**Tasks:**
**A.** Answer these questions from the article on rural birthing unit closures:
(i) According to the AIHW data, about how many stillbirths occur per 1,000 births?
(ii) What kind of doctor is Dr John Hall, and in which state does he work?
(iii) At what rate are caesarean sections performed in the private system?
**B.** Carry on the article about rural birthing unit closures, starting after its final sentence.

**Document extract:**
++++

Birthing unit closures creating obstetric deserts

3 minute read

GP obstetricians are struggling to keep rural birthing units open amid staffing shortages and the perception that birthing in the bush is "less safe" than in city hospitals, the RDAA says

GP obstetricians are struggling to keep rural birthing units open amid staffing shortages and the perception that birthing in the bush is “less safe” than in city hospitals, the Rural Doctors Association of Australia (RDAA) says.

But the data on perinatal mortality from the AIHW tells a different story, with about seven stillbirths per 1,000 births and two neonatal deaths per 1,000 live births, regardless of geographic location.

And caesarean sections, which are often used as a birthing quality indicator, are performed at a lower rate in rural areas than in major cities.

Dr John Hall, a rural generalist obstetrician from Queensland, said the lower caesarean rate was partly because rural birthing units sent women who were deemed to be high-risk to regional or city birthing units.

It’s a different story for women who give birth in city hospitals, with caesarean sections having steadily increased from about 20% of all births in 1997 to about 33% in 2015. The rate is higher again in the private system, at about 44%.

++++

**Supplied information:**
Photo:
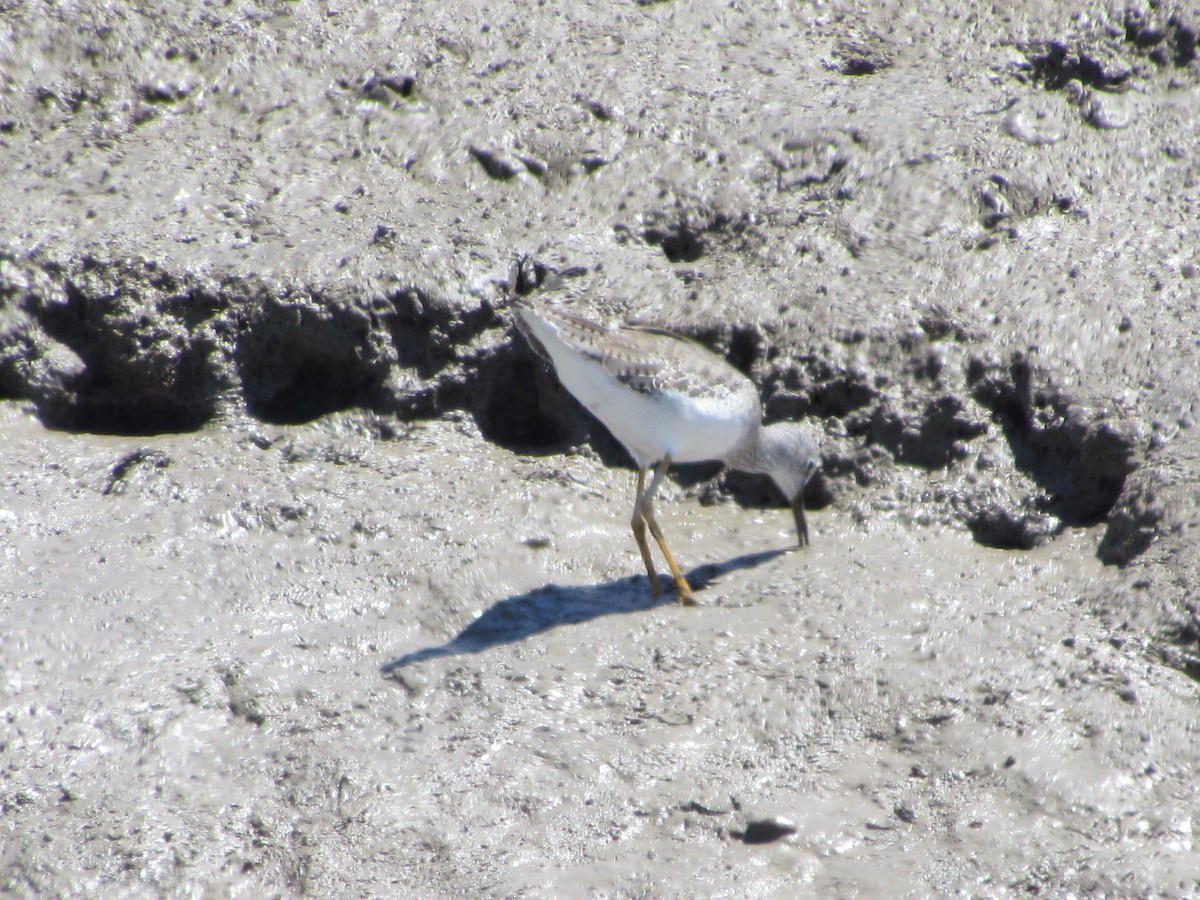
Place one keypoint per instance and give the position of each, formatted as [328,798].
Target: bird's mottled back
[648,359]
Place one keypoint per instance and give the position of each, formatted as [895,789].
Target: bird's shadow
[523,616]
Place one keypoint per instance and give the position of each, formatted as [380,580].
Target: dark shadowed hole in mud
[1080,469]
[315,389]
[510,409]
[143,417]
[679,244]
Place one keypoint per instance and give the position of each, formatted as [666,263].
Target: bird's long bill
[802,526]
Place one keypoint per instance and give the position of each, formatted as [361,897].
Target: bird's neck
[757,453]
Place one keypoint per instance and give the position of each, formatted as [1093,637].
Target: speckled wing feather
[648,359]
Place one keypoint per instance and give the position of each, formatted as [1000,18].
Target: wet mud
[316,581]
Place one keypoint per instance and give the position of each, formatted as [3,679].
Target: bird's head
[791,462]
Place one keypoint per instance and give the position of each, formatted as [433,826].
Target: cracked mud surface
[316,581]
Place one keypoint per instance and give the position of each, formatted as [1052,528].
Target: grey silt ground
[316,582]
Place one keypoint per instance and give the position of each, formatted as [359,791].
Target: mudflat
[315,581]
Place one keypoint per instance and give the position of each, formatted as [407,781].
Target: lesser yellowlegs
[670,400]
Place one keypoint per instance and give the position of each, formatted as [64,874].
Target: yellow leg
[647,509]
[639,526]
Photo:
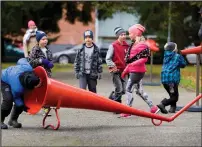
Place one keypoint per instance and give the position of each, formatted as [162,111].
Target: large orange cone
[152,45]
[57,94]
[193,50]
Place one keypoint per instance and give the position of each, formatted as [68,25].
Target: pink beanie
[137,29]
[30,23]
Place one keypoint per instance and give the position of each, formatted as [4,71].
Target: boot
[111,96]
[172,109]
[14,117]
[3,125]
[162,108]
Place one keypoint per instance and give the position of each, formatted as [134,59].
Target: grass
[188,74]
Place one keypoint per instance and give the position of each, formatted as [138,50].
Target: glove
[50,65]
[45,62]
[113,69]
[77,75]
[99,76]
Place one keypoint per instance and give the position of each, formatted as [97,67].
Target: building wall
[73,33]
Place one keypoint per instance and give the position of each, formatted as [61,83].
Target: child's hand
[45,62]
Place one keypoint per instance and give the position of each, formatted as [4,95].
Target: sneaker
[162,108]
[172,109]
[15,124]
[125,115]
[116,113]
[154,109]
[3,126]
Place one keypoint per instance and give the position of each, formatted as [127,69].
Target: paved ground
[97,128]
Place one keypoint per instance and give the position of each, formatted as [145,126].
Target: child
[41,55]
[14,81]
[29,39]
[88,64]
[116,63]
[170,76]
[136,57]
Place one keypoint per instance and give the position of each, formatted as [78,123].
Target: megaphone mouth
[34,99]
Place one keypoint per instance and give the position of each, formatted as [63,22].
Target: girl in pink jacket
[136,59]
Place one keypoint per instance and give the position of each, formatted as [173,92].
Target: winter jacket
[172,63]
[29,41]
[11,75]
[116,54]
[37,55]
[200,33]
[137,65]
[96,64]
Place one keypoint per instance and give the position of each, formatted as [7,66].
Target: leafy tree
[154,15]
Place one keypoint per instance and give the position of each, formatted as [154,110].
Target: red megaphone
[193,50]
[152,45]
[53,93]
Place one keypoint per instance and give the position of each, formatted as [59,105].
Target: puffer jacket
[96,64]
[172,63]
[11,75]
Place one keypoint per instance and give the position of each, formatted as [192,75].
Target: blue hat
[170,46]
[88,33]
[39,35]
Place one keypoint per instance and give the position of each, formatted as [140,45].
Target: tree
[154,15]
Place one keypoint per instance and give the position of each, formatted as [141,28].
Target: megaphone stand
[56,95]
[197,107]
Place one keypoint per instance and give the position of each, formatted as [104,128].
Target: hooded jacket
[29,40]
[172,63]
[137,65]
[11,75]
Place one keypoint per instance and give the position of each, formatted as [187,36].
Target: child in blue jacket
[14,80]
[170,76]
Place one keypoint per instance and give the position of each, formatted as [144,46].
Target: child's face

++++

**Answers given:**
**A.**
(i) About seven stillbirths per 1,000 births, regardless of geographic location.
(ii) He is a rural generalist obstetrician from Queensland.
(iii) About 44%.

**B.**
Dr Hall said the increase in elective procedural births over the last two decades might be one of the reasons rural birthing is considered a less attractive option as it might not provide the range of options afforded by the private system.

Another thing that further separates city and rural birthing is the tendency for state and territory governments to cast blame on rural birthing units when an adverse event occurs.

“When an adverse event happens in a city hospital, and a mother or baby dies, the government never blames the service, it’s seen as a tragic outcome,” Dr Hall said.

But the same cannot be said for rural birthing units, where individual doctors and midwives come under scrutiny.

This pressure often comes amid pre-existing healthcare workforce shortages in many rural communities.

“First these units have problems where they can’t fill a roster and instead of going to the market and getting locums to fill holes, they’ll start to wind back the services, such as closing on weekends,” Dr Hall said.

“Sometimes governments will then say ‘These units are not safe because it’s a small country hospital’ and ‘You don’t have enough facility’ and there’s a perception it’s not as safe as the city.

“But we know from Australian data that a maternity unit with doctors, midwives and a functional operating theatre with the ability to do caesareans is a safe model.”

One of the most recent birthing unit closures was a rural Victorian facility in Yarrawonga, which suspended its services in January. That unit is just one of the 130 Australian rural maternity units which have closed in the last two decades.

Professor Hannah Dahlen, midwifery discipline lead at Western Sydney University, said the risk of accidental home birth, or birth before arrival at a hospital, was increased by this lack of maternity services.

“In my research of babies being born before arrival, one of the main risk factors was women who lived more than two hours from a maternity unit, or without a local maternity service,” she said.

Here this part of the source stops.